### Selected extract
8  Database Concepts

8.1 Introduction

A database is a collection of information that is organized for easy access, management, and updates. In distributed systems, understanding database concepts like CAP theorem, ACID properties, replication, and sharding is crucial.

8.2 The Three Guarantees of Distributed Systems

Before diving into database-specific concepts, let’s understand the three fundamental guarantees that distributed database systems strive for:

8.2.1 1. Consistency

Definition: Every node in a distributed cluster returns the same, most recent, successful write.

What it means:

  • All clients see the same data at the same time
  • Reads reflect the latest writes
  • No stale data

Example:

User updates profile: name = "Jane"
Immediately after, any read returns "Jane" (not old value)

8.2.2 2. Availability

Definition: Every non-failing node returns a response for all read and write requests in a reasonable amount of time.

What it means:

  • System continues to operate even during failures
  • Requests always get responses
  • No request is ignored

Example:

Even if 2 out of 5 database nodes fail,
the system still processes read/write requests

8.2.3 3. Partition Tolerance

Definition: The system continues to function despite network partitions that prevent some nodes from communicating.

What it means:

  • System works even when network splits
  • Nodes can be temporarily disconnected
  • Handles network failures gracefully

Example:

Data center network issue causes split
System continues operating on both sides

Distributed System Guarantees

8.3 CAP Theorem

CAP theorem (Brewer’s theorem) states:

It is impossible for a distributed system to simultaneously provide more than two out of three guarantees: Consistency, Availability, and Partition Tolerance.

CAP Theorem

8.3.1 The Three Combinations

Since network partitions will happen in distributed systems, partition tolerance is required. This leaves us choosing between:

CP (Consistency + Partition Tolerance)

Characteristics:

  • Sacrifices availability for consistency
  • During partition, system may refuse requests
  • Ensures all nodes have same data

When to choose:

  • Financial transactions
  • Inventory management
  • When stale data is unacceptable

Examples:

  • MongoDB: Can be configured for strong consistency
  • HBase: Strong consistency, may become unavailable
  • Redis: (with synchronous replication)
  • ZooKeeper: Coordination service requiring consistency

Trade-off:

Network partition occurs
→ System blocks writes to maintain consistency
→ Some requests fail or timeout

AP (Availability + Partition Tolerance)

Rows from a pointing dataset
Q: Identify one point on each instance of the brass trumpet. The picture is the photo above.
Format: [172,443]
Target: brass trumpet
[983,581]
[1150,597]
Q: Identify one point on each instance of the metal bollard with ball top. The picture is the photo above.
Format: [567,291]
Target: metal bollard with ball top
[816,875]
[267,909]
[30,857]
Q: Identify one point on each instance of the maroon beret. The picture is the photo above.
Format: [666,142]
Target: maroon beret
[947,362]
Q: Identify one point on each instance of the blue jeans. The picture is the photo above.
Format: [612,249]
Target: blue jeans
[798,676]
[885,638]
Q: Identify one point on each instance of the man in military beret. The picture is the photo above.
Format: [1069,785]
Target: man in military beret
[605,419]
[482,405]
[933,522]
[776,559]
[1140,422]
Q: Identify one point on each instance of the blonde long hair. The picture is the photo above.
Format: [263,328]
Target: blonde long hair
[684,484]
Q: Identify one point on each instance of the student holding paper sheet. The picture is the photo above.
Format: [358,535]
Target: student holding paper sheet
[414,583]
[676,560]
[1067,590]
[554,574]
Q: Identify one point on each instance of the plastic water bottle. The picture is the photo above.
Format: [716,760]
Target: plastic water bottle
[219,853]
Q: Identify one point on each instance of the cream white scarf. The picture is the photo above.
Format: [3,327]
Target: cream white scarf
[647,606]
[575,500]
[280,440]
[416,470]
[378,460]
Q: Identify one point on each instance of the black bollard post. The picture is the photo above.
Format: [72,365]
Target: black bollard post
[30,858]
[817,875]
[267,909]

### Instructions
1) What other name does the database concepts page give for the CAP theorem?
2) Write out a passage from the database concepts page, beginning at the words "8.3 CAP Theorem" and stopping after "and Partition Tolerance.".

### Responses to the exercise
1) Brewer's theorem.

2)
8.3 CAP Theorem

CAP theorem (Brewer’s theorem) states:

It is impossible for a distributed system to simultaneously provide more than two out of three guarantees: Consistency, Availability, and Partition Tolerance.